▶ Given instruction: Copy the records from the line containing "Please locate the distant field" through the line containing "(1217, 466)", with the request kept as is. Offset every x and y coordinate in the answers by +123.

┌─ Data provided

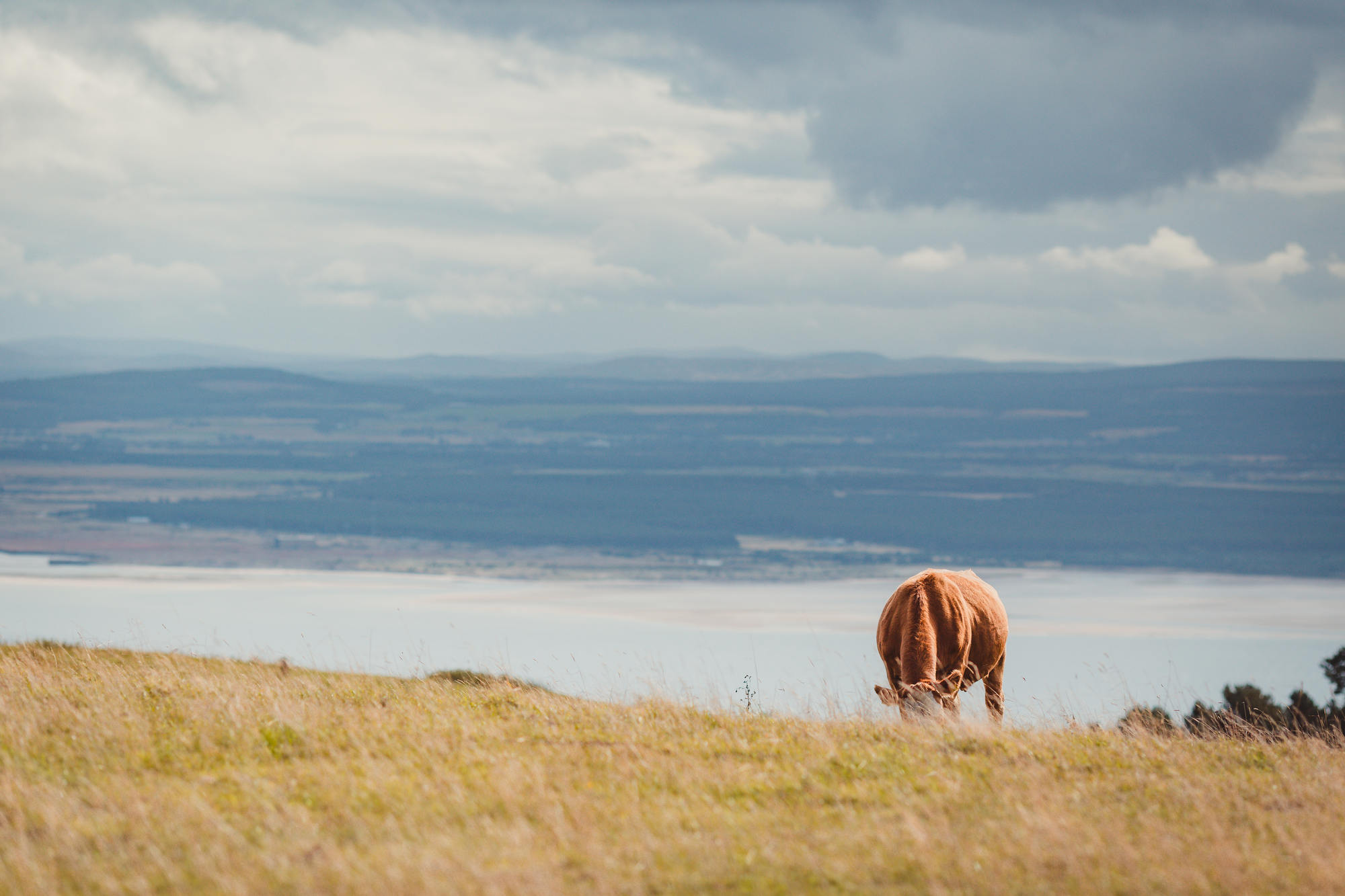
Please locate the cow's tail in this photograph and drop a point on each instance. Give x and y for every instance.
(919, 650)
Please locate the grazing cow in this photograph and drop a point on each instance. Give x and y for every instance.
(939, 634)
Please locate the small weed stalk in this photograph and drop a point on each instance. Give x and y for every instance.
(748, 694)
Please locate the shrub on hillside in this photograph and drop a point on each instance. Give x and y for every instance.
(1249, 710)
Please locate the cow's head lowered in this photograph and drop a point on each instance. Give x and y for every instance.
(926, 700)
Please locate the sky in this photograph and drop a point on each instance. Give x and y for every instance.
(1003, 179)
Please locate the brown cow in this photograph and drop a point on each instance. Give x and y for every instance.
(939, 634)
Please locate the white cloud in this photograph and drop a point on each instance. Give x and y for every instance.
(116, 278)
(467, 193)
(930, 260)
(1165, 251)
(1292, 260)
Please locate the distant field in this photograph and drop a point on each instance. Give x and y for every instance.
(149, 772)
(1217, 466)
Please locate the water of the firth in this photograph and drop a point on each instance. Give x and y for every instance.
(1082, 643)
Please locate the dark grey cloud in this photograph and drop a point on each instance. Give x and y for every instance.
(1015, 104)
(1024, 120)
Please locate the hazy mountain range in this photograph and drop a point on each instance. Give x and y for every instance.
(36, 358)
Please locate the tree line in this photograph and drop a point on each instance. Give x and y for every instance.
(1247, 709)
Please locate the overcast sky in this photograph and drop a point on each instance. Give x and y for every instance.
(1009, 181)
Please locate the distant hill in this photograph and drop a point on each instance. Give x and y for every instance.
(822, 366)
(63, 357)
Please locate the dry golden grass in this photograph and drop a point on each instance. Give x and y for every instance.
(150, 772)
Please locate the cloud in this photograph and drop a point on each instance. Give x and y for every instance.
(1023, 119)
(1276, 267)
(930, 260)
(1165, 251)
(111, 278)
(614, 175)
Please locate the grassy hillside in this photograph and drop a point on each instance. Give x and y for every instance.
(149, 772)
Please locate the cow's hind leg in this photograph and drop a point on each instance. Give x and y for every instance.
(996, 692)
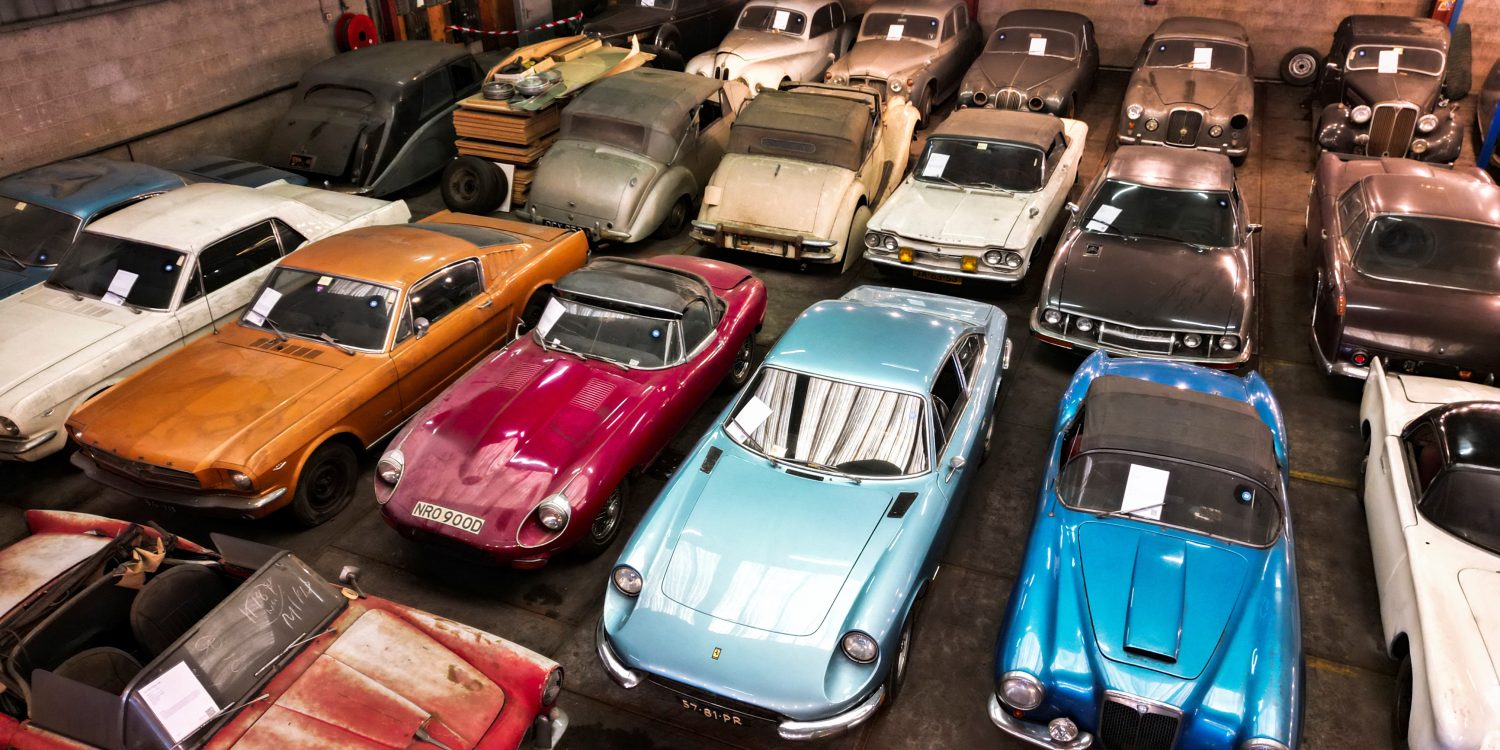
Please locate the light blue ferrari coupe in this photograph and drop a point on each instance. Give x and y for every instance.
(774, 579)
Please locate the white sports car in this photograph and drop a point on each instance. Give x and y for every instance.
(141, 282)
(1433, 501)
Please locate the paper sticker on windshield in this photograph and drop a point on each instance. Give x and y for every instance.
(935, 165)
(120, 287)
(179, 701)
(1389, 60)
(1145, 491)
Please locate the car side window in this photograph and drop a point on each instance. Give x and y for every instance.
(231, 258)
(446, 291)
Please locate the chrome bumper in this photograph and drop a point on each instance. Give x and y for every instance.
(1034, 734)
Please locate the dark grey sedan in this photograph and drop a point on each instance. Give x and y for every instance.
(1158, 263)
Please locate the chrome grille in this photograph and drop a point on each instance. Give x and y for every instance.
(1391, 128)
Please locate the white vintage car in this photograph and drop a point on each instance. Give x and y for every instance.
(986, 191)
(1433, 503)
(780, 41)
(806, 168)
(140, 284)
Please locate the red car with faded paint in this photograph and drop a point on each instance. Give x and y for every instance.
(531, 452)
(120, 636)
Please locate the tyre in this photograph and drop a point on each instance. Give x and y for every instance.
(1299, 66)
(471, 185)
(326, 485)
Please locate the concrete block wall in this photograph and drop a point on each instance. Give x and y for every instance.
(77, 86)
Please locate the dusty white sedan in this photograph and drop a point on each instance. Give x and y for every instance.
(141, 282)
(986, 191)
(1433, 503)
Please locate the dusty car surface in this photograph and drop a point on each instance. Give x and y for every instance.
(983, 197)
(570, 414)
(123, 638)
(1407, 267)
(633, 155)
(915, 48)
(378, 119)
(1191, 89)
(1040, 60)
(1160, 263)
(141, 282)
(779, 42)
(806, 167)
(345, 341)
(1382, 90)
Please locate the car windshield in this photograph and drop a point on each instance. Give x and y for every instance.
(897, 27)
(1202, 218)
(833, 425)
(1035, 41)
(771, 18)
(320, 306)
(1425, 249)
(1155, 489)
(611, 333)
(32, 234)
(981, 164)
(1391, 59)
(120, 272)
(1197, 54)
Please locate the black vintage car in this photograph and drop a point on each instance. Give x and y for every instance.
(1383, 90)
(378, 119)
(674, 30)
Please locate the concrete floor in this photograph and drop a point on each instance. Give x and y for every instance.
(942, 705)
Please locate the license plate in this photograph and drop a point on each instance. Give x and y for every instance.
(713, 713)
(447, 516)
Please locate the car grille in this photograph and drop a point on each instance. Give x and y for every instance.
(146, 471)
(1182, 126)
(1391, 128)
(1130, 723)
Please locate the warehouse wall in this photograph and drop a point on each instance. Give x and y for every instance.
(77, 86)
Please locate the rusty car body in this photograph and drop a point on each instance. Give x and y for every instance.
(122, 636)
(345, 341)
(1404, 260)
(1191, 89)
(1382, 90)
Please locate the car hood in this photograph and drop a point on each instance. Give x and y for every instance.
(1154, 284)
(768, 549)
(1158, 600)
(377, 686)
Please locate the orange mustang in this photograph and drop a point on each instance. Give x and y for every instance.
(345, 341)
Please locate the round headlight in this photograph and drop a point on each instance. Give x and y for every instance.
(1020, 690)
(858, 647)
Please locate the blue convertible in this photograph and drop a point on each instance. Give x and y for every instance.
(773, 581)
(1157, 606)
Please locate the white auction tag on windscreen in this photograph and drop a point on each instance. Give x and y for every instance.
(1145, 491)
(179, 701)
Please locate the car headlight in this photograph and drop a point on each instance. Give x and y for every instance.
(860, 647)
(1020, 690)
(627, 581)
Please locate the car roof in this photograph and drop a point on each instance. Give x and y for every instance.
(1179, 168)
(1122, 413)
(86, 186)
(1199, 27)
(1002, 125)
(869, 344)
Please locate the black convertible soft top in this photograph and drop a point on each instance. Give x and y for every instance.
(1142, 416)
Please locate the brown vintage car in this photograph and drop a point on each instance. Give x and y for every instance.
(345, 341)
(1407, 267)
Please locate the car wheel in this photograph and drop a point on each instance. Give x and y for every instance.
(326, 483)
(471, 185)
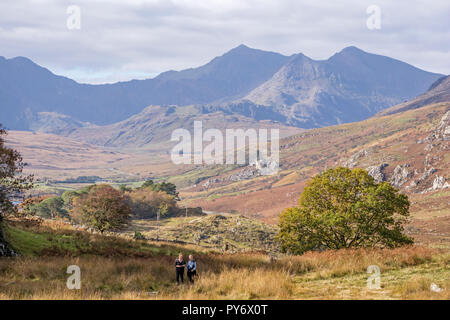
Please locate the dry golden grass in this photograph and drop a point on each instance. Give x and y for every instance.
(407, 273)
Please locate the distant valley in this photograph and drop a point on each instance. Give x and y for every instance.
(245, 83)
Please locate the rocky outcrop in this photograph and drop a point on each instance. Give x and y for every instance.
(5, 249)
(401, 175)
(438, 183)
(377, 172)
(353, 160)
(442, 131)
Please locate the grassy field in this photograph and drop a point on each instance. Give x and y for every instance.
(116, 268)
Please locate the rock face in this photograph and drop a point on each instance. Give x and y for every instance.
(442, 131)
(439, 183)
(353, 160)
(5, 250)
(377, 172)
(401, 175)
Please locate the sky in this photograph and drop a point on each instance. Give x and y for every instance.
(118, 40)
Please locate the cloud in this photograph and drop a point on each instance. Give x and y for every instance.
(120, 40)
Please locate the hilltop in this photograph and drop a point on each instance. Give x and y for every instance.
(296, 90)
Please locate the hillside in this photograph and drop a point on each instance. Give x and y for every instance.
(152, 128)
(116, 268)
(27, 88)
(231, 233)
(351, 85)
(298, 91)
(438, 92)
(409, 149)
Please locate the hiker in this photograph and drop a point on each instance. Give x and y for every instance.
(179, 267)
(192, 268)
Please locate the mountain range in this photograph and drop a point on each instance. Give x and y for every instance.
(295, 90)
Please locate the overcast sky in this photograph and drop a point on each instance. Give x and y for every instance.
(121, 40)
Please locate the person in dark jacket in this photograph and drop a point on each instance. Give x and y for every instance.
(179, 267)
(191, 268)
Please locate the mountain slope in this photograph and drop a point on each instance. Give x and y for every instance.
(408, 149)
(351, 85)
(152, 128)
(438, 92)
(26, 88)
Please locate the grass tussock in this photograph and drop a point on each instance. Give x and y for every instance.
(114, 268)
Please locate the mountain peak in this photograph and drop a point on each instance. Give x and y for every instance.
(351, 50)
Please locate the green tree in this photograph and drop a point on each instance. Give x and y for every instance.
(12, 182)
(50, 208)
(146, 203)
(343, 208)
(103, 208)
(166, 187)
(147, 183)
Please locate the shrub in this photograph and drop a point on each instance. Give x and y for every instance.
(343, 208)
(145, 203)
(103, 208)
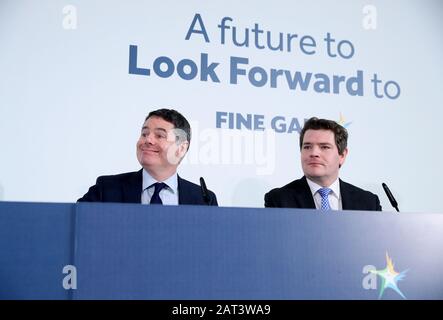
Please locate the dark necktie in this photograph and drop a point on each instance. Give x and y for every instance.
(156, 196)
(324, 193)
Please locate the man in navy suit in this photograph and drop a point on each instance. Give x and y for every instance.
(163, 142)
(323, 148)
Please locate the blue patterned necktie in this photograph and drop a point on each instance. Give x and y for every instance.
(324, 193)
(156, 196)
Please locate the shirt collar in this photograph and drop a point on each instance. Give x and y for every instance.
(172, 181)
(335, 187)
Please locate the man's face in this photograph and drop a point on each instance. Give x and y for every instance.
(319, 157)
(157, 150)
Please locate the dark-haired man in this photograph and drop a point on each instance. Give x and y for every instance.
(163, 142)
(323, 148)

└─

▶ Task output:
Please locate the distant field in this photograph and drop a point on each instance. Give x and y for every instance.
(272, 895)
(1340, 589)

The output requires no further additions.